[Dataset records]
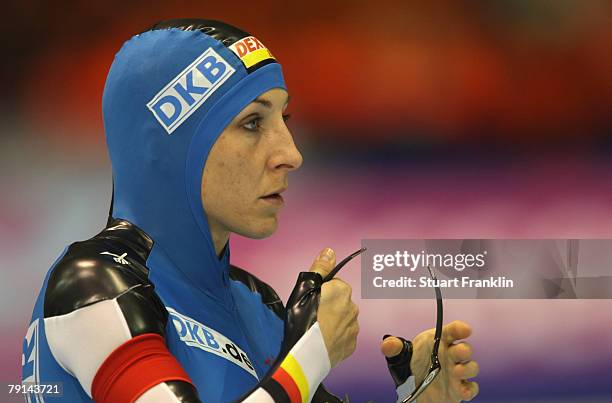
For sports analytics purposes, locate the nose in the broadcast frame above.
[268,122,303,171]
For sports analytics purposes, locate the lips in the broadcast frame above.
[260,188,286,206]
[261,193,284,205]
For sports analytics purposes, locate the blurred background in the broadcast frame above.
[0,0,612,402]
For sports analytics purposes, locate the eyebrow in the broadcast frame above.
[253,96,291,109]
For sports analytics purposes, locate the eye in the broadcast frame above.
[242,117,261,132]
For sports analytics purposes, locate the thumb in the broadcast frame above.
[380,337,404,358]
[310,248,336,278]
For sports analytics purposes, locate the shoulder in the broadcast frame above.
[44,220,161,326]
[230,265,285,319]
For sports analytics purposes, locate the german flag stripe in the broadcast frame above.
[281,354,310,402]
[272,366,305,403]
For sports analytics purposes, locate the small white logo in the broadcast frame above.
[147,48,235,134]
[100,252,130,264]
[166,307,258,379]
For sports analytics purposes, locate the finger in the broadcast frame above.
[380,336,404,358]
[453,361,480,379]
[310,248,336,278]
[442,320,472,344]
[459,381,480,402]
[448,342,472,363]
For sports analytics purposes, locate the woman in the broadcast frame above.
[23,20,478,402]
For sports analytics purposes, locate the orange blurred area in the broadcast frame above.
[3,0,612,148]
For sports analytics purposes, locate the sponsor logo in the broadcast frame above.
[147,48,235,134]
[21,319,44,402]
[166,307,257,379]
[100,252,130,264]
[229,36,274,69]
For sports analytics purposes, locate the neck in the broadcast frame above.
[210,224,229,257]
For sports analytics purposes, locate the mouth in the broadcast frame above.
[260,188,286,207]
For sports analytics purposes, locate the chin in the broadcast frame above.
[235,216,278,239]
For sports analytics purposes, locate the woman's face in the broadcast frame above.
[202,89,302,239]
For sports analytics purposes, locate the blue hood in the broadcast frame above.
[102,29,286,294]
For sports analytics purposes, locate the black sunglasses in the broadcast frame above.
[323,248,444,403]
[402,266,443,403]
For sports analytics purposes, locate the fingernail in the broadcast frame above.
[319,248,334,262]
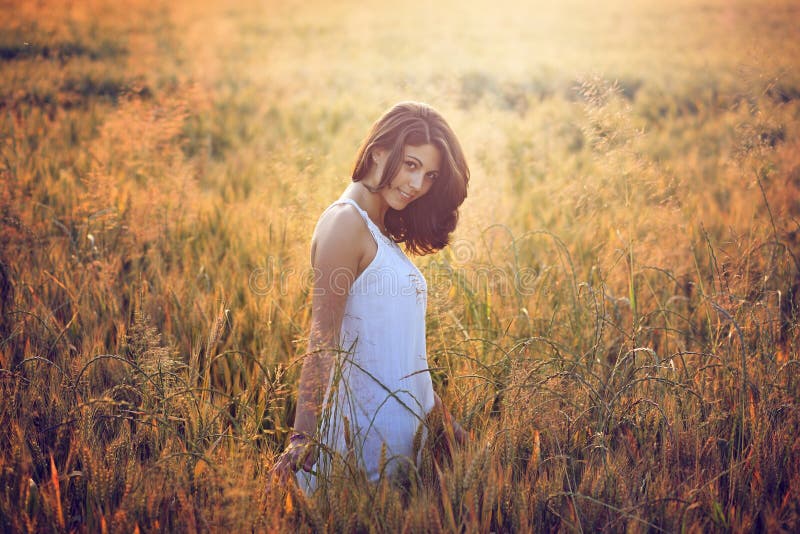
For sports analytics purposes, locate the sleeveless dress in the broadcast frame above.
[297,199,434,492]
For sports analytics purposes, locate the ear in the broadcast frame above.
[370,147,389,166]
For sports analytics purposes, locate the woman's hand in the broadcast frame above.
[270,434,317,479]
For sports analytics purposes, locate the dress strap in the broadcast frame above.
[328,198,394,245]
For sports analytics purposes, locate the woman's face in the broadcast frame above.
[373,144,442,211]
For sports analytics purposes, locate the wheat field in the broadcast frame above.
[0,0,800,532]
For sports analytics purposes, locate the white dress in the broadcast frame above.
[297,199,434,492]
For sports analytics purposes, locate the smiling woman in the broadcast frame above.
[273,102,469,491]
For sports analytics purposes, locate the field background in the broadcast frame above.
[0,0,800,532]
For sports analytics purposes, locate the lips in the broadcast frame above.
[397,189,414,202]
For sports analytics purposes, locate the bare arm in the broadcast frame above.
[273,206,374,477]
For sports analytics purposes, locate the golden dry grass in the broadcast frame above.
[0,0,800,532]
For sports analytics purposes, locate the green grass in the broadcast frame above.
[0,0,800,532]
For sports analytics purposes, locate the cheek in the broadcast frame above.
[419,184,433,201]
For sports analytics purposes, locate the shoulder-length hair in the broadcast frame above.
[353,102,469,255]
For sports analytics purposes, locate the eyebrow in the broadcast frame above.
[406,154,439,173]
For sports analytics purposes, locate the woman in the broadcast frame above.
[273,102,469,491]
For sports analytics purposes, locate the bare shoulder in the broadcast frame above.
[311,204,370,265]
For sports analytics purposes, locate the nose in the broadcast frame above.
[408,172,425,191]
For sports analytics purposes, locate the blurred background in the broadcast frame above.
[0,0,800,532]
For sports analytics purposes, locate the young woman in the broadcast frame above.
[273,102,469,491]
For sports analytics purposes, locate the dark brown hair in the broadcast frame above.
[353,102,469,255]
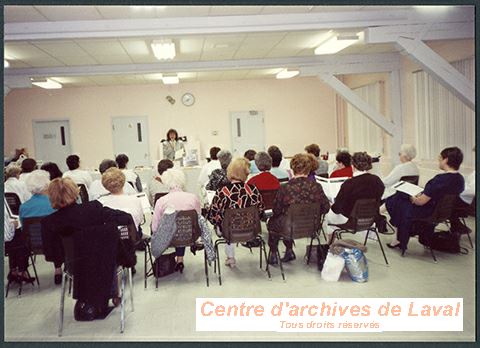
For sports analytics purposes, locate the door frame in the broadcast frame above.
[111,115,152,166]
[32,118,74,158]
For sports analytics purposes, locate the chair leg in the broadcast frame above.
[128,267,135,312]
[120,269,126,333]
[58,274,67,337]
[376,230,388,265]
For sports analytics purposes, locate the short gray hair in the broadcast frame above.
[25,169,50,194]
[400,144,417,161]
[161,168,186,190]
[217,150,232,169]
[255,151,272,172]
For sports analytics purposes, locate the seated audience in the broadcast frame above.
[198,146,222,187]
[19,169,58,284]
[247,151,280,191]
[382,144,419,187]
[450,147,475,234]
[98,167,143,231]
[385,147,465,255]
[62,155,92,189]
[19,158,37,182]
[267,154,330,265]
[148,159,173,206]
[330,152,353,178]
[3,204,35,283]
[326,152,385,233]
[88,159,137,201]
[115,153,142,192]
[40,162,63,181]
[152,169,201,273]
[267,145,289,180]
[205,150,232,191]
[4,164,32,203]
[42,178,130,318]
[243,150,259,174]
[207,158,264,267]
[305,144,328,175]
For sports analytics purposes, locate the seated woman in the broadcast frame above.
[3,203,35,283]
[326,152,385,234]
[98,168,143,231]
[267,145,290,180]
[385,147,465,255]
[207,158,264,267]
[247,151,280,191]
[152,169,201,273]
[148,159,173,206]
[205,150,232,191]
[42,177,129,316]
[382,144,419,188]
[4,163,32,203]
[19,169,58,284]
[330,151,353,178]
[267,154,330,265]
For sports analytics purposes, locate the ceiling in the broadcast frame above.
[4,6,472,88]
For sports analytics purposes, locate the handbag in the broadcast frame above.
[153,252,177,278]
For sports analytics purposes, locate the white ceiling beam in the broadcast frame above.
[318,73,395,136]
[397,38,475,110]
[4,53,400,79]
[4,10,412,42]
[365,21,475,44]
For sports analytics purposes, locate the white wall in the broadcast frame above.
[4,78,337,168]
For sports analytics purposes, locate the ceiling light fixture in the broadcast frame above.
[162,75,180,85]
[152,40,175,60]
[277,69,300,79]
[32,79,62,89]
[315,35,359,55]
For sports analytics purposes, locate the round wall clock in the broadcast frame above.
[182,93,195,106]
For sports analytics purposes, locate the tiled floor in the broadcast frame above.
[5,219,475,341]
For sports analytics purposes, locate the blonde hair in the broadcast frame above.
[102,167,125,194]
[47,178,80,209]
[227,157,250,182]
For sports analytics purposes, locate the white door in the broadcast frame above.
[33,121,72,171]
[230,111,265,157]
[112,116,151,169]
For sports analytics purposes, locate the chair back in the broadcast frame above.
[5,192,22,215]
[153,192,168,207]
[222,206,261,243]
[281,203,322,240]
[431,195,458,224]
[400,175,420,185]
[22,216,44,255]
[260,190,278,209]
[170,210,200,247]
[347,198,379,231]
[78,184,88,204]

Objective -
Rewrite the records above as a Markdown table with the columns Row and Line. Give each non-blank line its own numbered row, and leave out the pictures.

Task result -
| Row | Line |
|---|---|
| 1 | For sports analytics purposes, locate the nose in the broadcast frame above. |
| 2 | [268,122,303,171] |
| 3 | For sports analytics purposes, locate the lips in the broadcast frame above. |
| 4 | [260,188,286,206] |
| 5 | [261,193,284,205] |
| 6 | For sports analytics purposes, locate the blurred background in the broadcast frame above. |
| 7 | [0,0,612,402] |
| 8 | For sports analytics purposes, locate the eyebrow in the broadcast frame above. |
| 9 | [253,96,291,109] |
| 10 | For sports analytics purposes, locate the eye in the broadcast frame above. |
| 11 | [242,117,261,132] |
| 12 | For sports analytics purposes, locate the thumb in the broadcast frame above. |
| 13 | [380,337,404,358] |
| 14 | [310,248,336,278] |
| 15 | For sports analytics purposes, locate the shoulder in the broadcast frame above. |
| 16 | [44,220,161,326] |
| 17 | [230,265,285,319] |
| 18 | For sports analytics purposes, locate the german flag stripe in the broadcast frame above. |
| 19 | [281,354,310,402] |
| 20 | [272,366,305,403] |
| 21 | For sports analytics purposes, locate the small white logo in the broadcast frame above. |
| 22 | [147,48,235,134] |
| 23 | [100,252,130,264] |
| 24 | [166,307,258,379] |
| 25 | For sports analytics purposes, locate the finger in the broadcast frame above. |
| 26 | [380,336,404,358] |
| 27 | [453,361,480,379] |
| 28 | [310,248,336,278] |
| 29 | [442,320,472,344] |
| 30 | [459,381,480,402] |
| 31 | [448,342,472,363] |
| 32 | For sports analytics purposes, locate the woman in the broadcast frame above. |
| 33 | [23,20,478,402] |
| 34 | For sports analytics purposes, locate the orange blurred area in the broadcast frame above. |
| 35 | [3,0,612,148] |
| 36 | For sports analytics purposes, locate the sponsor logo in the broadcast frame above. |
| 37 | [147,48,235,134] |
| 38 | [21,319,44,402] |
| 39 | [166,307,257,379] |
| 40 | [100,252,130,264] |
| 41 | [229,36,274,69] |
| 42 | For sports analytics purposes, locate the neck in the broadcast frame above. |
| 43 | [210,224,229,257] |
| 44 | For sports analytics purposes, locate the mouth in the broadcast frame above. |
| 45 | [260,188,286,207] |
| 46 | For sports analytics purposes, locate the chin in the broadcast frame above. |
| 47 | [235,216,278,239] |
| 48 | For sports analytics purposes, locate the woman's face in the broadcast frame above. |
| 49 | [202,89,302,239] |
| 50 | For sports analytics purposes, locate the blue hood in the broadcast frame above. |
| 51 | [102,29,286,294] |
| 52 | For sports analytics purposes, locate the black sunglasses in the broadcast frame above. |
| 53 | [323,248,444,403] |
| 54 | [402,266,443,403] |
| 55 | For sports analytics purposes, locate the fingernail in the broadcast frame above. |
| 56 | [319,248,334,262] |
| 57 | For sports analytics purposes, locate the sleeveless dress in the broadcast frame above. |
| 58 | [297,199,434,492] |
| 59 | For sports analytics purposes, locate the ear in the broadcast frame above. |
| 60 | [370,147,389,166] |
| 61 | For sports analytics purposes, locate the woman's hand in the broadcast frame above. |
| 62 | [270,434,317,479] |
| 63 | For sports analytics purposes, locate the dress strap in the broadcast frame above. |
| 64 | [328,198,394,245] |
| 65 | For sports analytics purposes, locate the woman's face in the broadcast frame above. |
| 66 | [373,144,442,211] |
| 67 | For sports analytics purposes, locate the wheat field in the broadcast frame above. |
| 68 | [0,0,800,532] |
| 69 | For sports analytics purposes, locate the white dress in the broadcast frame above. |
| 70 | [297,199,434,492] |
| 71 | For sports analytics purposes, locate the smiling woman in the broadcast frame above. |
| 72 | [273,102,469,491] |
| 73 | For sports analytics purposes, locate the field background in the broadcast frame above. |
| 74 | [0,0,800,532] |
| 75 | For sports analytics purposes, locate the lips in the broadcast frame above. |
| 76 | [397,189,414,202] |
| 77 | For sports analytics purposes, locate the bare arm in the broadcast frame above. |
| 78 | [273,206,374,477] |
| 79 | For sports analytics purposes, locate the golden dry grass in the broadcast frame above. |
| 80 | [0,0,800,532] |
| 81 | For sports analytics purposes, locate the green grass in the broadcast frame above. |
| 82 | [0,0,800,532] |
| 83 | For sports analytics purposes, locate the cheek in the broadcast frame above. |
| 84 | [419,184,433,201] |
| 85 | For sports analytics purposes, locate the shoulder-length hair in the broadcast frame above. |
| 86 | [353,102,469,255] |
| 87 | For sports analytics purposes, locate the eyebrow in the broadcast frame above. |
| 88 | [406,154,439,173] |
| 89 | For sports analytics purposes, locate the woman in the broadcast frame above. |
| 90 | [273,102,469,491] |
| 91 | For sports analytics purposes, locate the bare shoulder in the broadcast frame above. |
| 92 | [311,204,370,265] |
| 93 | For sports analytics purposes, locate the nose in the broadcast frame above. |
| 94 | [408,172,425,191] |
| 95 | For sports analytics purposes, locate the blurred background in the broadcast frame above. |
| 96 | [0,0,800,532] |
| 97 | For sports analytics purposes, locate the young woman in the broadcast frame above. |
| 98 | [273,102,469,491] |
| 99 | For sports analytics purposes, locate the dark brown hair in the broadcast frame above. |
| 100 | [353,102,469,255] |
| 101 | For sports analytics purposes, locate the door frame in the broadcast frame above. |
| 102 | [111,115,152,166] |
| 103 | [32,118,74,158] |
| 104 | For sports analytics purposes, locate the chair leg in the broadcast frame above. |
| 105 | [128,267,135,312] |
| 106 | [120,269,126,333] |
| 107 | [58,274,67,337] |
| 108 | [376,230,388,265] |
| 109 | For sports analytics purposes, locate the short gray hair in the broadcast frame above. |
| 110 | [25,169,50,194] |
| 111 | [400,144,417,161] |
| 112 | [161,168,186,190] |
| 113 | [217,150,232,169] |
| 114 | [255,151,272,172] |
| 115 | For sports analytics purposes, locate the seated audience in the broadcast frame above. |
| 116 | [198,146,222,187] |
| 117 | [19,169,58,284] |
| 118 | [247,151,280,191] |
| 119 | [382,144,419,187] |
| 120 | [450,147,475,234] |
| 121 | [98,167,143,231] |
| 122 | [385,147,465,255] |
| 123 | [62,155,92,189] |
| 124 | [19,158,37,182] |
| 125 | [267,154,330,265] |
| 126 | [148,159,173,206] |
| 127 | [330,152,353,178] |
| 128 | [3,204,35,283] |
| 129 | [326,152,385,233] |
| 130 | [88,159,137,201] |
| 131 | [115,153,142,192] |
| 132 | [40,162,63,181] |
| 133 | [152,169,201,273] |
| 134 | [267,145,289,180] |
| 135 | [205,150,232,191] |
| 136 | [4,164,32,203] |
| 137 | [42,178,130,318] |
| 138 | [243,150,259,174] |
| 139 | [207,158,264,267] |
| 140 | [305,144,328,175] |
| 141 | For sports analytics purposes, locate the seated woman in the broadcast frame above. |
| 142 | [3,203,35,283] |
| 143 | [326,152,385,234] |
| 144 | [98,168,143,231] |
| 145 | [267,145,290,180] |
| 146 | [385,147,465,255] |
| 147 | [207,158,264,267] |
| 148 | [247,151,280,191] |
| 149 | [152,169,201,273] |
| 150 | [148,159,173,206] |
| 151 | [205,150,232,191] |
| 152 | [42,177,129,316] |
| 153 | [382,144,419,188] |
| 154 | [4,163,32,203] |
| 155 | [19,169,58,284] |
| 156 | [330,151,353,178] |
| 157 | [267,154,330,265] |
| 158 | For sports analytics purposes, locate the ceiling in the broadcast frame above. |
| 159 | [4,6,472,88] |
| 160 | For sports analytics purposes, locate the handbag in the broadcast frame above. |
| 161 | [153,252,177,278] |
| 162 | For sports analytics purposes, locate the white ceiling beam in the broadcast frame above. |
| 163 | [318,73,395,136] |
| 164 | [397,38,475,110] |
| 165 | [4,53,400,79] |
| 166 | [4,10,412,42] |
| 167 | [365,21,475,44] |
| 168 | For sports analytics purposes, locate the white wall in the broadcast frame above. |
| 169 | [4,78,337,168] |
| 170 | For sports analytics purposes, locate the ceiling light fixture in the broadcast frame above. |
| 171 | [162,75,180,85] |
| 172 | [152,40,175,60] |
| 173 | [277,69,300,79] |
| 174 | [32,79,62,89] |
| 175 | [315,35,359,55] |
| 176 | For sports analytics purposes, locate the round wall clock in the broadcast frame above. |
| 177 | [182,93,195,106] |
| 178 | For sports analytics purposes, locate the tiled floor in the broadcast frame above. |
| 179 | [5,219,475,341] |
| 180 | For sports analytics purposes, locate the blonde hair in the broadcast frame above. |
| 181 | [102,167,125,194] |
| 182 | [47,178,80,209] |
| 183 | [227,157,250,182] |
| 184 | For sports analytics purposes, locate the white door in the broadcast frame above. |
| 185 | [33,121,72,171] |
| 186 | [230,111,265,157] |
| 187 | [112,116,151,169] |
| 188 | For sports analytics purposes, locate the chair back in the broadcast frame above. |
| 189 | [5,192,22,215] |
| 190 | [153,192,168,207] |
| 191 | [222,206,261,243] |
| 192 | [281,203,322,240] |
| 193 | [431,195,458,224] |
| 194 | [400,175,420,185] |
| 195 | [22,216,44,255] |
| 196 | [260,190,278,209] |
| 197 | [170,210,200,247] |
| 198 | [347,198,379,231] |
| 199 | [78,184,88,204] |